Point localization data
◇ ◇ ◇ ◇ ◇

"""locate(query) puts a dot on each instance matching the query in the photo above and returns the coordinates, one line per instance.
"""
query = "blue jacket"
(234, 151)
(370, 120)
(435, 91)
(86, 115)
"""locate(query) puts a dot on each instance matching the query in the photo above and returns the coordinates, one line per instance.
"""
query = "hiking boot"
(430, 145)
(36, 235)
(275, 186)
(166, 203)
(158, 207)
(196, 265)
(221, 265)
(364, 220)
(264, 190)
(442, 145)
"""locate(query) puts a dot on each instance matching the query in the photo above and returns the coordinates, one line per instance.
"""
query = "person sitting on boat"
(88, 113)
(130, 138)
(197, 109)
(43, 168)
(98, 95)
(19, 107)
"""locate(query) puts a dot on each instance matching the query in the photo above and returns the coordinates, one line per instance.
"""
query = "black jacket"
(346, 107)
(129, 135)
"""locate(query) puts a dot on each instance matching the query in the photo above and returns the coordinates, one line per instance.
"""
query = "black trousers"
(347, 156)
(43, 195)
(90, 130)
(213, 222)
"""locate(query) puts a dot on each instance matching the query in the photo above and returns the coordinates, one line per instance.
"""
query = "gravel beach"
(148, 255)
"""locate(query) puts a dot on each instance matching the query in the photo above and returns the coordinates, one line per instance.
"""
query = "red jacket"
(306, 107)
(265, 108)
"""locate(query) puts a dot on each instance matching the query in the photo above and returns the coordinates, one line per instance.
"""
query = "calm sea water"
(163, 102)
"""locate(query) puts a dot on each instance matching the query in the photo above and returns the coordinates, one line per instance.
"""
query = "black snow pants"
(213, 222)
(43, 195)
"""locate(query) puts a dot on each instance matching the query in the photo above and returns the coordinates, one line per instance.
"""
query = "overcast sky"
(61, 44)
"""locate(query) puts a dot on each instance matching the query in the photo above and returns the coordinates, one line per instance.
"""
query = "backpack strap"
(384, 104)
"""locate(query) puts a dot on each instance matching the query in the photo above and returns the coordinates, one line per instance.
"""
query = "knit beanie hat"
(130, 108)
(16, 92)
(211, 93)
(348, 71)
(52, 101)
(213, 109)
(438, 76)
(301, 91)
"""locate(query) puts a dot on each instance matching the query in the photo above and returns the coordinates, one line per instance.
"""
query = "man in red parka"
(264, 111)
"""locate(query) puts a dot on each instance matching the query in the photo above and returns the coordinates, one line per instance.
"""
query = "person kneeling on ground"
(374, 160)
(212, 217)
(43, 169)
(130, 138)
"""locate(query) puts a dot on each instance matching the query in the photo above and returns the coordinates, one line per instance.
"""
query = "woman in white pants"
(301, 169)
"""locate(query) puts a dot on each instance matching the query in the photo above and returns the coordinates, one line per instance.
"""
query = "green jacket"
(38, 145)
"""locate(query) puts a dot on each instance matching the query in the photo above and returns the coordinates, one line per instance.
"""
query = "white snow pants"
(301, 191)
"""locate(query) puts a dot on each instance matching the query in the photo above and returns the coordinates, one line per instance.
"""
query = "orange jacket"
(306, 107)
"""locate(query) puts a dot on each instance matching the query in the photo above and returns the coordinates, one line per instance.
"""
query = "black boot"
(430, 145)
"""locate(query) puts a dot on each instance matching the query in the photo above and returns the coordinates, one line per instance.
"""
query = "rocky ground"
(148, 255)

◇ ◇ ◇ ◇ ◇

| WHAT IS REQUIRED |
All the records are to be transcribed exactly, with no line missing.

| RESULT OF THE EXERCISE |
"""locate(query) puts a dot on each instance matching the query in the photo above and returns the coordinates, one line per instance.
"""
query = "blue jacket"
(234, 151)
(370, 120)
(435, 91)
(86, 115)
"""locate(query) puts a dot on each instance matching the query in the photo above and returns the coordinates, one line per instance.
"""
query = "hiking boot"
(430, 145)
(36, 235)
(275, 186)
(166, 203)
(158, 207)
(196, 265)
(221, 265)
(364, 220)
(264, 190)
(442, 145)
"""locate(query) puts a dot on each instance matching the query in the photo above and returns the coordinates, one line per instance.
"""
query = "person sitting on boat"
(88, 113)
(130, 138)
(197, 109)
(43, 168)
(98, 95)
(19, 107)
"""locate(query) puts a dot on each instance matching the query in the photo above and returns the coordinates, one line per instance.
"""
query = "black jacket"
(346, 107)
(129, 135)
"""locate(query) puts a dot on each instance matching the query in the photo above and returns the coordinates, one line per instance.
"""
query = "black trousers"
(347, 156)
(43, 195)
(90, 130)
(213, 222)
"""locate(query) puts a dot on each instance matching the query in the photo above and returns the coordinates, one line per instance.
"""
query = "gravel beach"
(148, 255)
"""locate(query) puts a dot on each instance matching the query in the photo above and returns the coordinates, one line per instance.
"""
query = "red jacket"
(306, 107)
(265, 108)
"""locate(query) puts a dot on each instance matching the query in the photo above and returns the coordinates, one line per instance.
"""
query = "calm sea water"
(163, 102)
"""locate(query) puts a dot on each instance matching the query in the photo above and returns the coordinates, one line per instance.
"""
query = "black snow pants"
(213, 222)
(43, 195)
"""locate(query) puts a dot on each instance matching the query in the photo above and returns the coordinates, one line per instance.
"""
query = "overcast sky"
(61, 44)
"""locate(query) puts a dot on each instance matching the query in the photo above and returns the coordinates, one line per instance.
"""
query = "backpack strap"
(384, 104)
"""locate(query) puts a dot on each instance matching the query in the photo above and returns the coordinates, one line per instance.
"""
query = "knit beanie hat"
(130, 108)
(16, 92)
(211, 93)
(348, 71)
(52, 101)
(213, 109)
(438, 76)
(301, 91)
"""locate(query) puts a dot on each instance matching the query in the photo above and returns the coordinates, one line per instance.
"""
query = "man in red parka"
(264, 111)
"""locate(query) puts a dot on each instance matching the query in the photo above and returns the coordinates, one line per instance.
"""
query = "person kneeling on ground"
(374, 160)
(212, 217)
(43, 169)
(130, 138)
"""locate(query) puts a dot on each instance matching the query in the photo above and returns the coordinates, one line per instance.
"""
query = "woman in white pants"
(301, 169)
"""locate(query) puts a dot on each instance matching the query in the photo above and returns the coordinates, one line per instance.
"""
query = "green jacket"
(38, 145)
"""locate(query) puts a dot on each instance matching the query in the photo above and returns the coordinates, one line per instance.
"""
query = "white snow pants"
(301, 191)
"""locate(query) puts a dot on each instance matching the query in the photo above and returns the coordinates, one line per instance.
"""
query = "orange jacket"
(306, 107)
"""locate(query) puts a dot on each instance matching the query in the photo above and returns the coordinates, one line per instance.
"""
query = "black boot"
(430, 145)
"""locate(query) puts a dot on each instance matching the query in the photo above and returns the coordinates, one line per instance.
"""
query = "rocky ground"
(148, 255)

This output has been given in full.